* Die Aufgabe
Gib aus dem Seitenauszug unten den Abschnitt unverändert wieder, der mit "Wie so oft in" anfängt und bis einschließlich "und Lachen sorgten." reicht.

* Seitenauszug

- - -

Twilight Zone: Film- und Musiknotizen aus den eher schummrigen Gebieten des
Pop.

1. 12. 2016 - 18:25

Futuristische Melancholie

In der Retrospektive "Triste Technik" widmet sich das Filmmuseum dem düsteren Science-Fiction-Kino der 70er Jahre.

Zugegeben freue ich mich immens auf den zweiten Leinwand-Auftritt der charmanten "Guardians Of The Galaxy", und der Trailer zu "Rogue One: A Star Wars Story" nimmt mich auch gefangen. Aber das Science-Fiction-Kino entwickelt dennoch seine maximale Intensität erst abseits von knallbuntem Eskapismus und hektischer Weltraum-Action.

Es sind rare Filme wie der eben angelaufene "Arrival", der mit bestechenden Bildern, aber gedrosseltem Tempo und todernsten Inhalten von unserer verlorenen Existenz in diesem Sonnensystem erzählt, in denen das Genre zu seiner Höchstform aufläuft.

Wer sich auf die Suche nach solchen nachdenklichen Sci-Fi-Streifen begibt, die sich dezidiert an ein erwachsenes Publikum richten, wird besonders in den 70er Jahren des vergangenen Jahrhunderts fündig. Das Filmmuseum zeigt in seiner Schau "Triste Technik: Science-Fiction und Melancholie, 1968-1983" einige der wichtigsten davon. Wem jetzt auf Grund diverser niedriger Aufmerksamkeitsspannen gleich die Augen zufallen, dem sei gesagt: Grelle und plakative Elemente werden dabei keinesfalls zu Gunsten einer bieder-bürgerlichen Pseudoseriosität ausgespart, ebensowenig wie Humor.

Blade Runner

Filmmuseum

"Blade Runner"

Beklemmende Dystopien

Wie so oft in der Geschichte der Pop(ulär)-Kultur sind die filmischen Anti-Utopien der 70ies eine Reaktion auf den Status Quo und das Kino in den Jahren zuvor. Lustig-schrullige Weltraummonster, grüne Männchen vom Mars und Gummikreaturen from outer space bevölkerten in den 40er und 50er Jahren die Drive-In-Cinemas und Grindhouse-Schuppen. Mit billigsten Mitteln wurden B-Movies am Fließband gedreht, die den Blick ins unendliche All riskierten und für Gänsehaut und Lachen sorgten.

- - -

* Gegebene Angaben

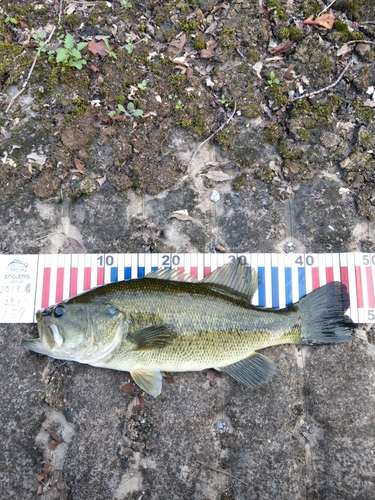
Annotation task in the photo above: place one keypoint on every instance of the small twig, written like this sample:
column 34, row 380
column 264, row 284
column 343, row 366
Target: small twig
column 29, row 75
column 326, row 8
column 223, row 472
column 60, row 11
column 360, row 41
column 211, row 136
column 328, row 86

- - -

* Antwort zur Aufgabe
Wie so oft in der Geschichte der Pop(ulär)-Kultur sind die filmischen Anti-Utopien der 70ies eine Reaktion auf den Status Quo und das Kino in den Jahren zuvor. Lustig-schrullige Weltraummonster, grüne Männchen vom Mars und Gummikreaturen from outer space bevölkerten in den 40er und 50er Jahren die Drive-In-Cinemas und Grindhouse-Schuppen. Mit billigsten Mitteln wurden B-Movies am Fließband gedreht, die den Blick ins unendliche All riskierten und für Gänsehaut und Lachen sorgten.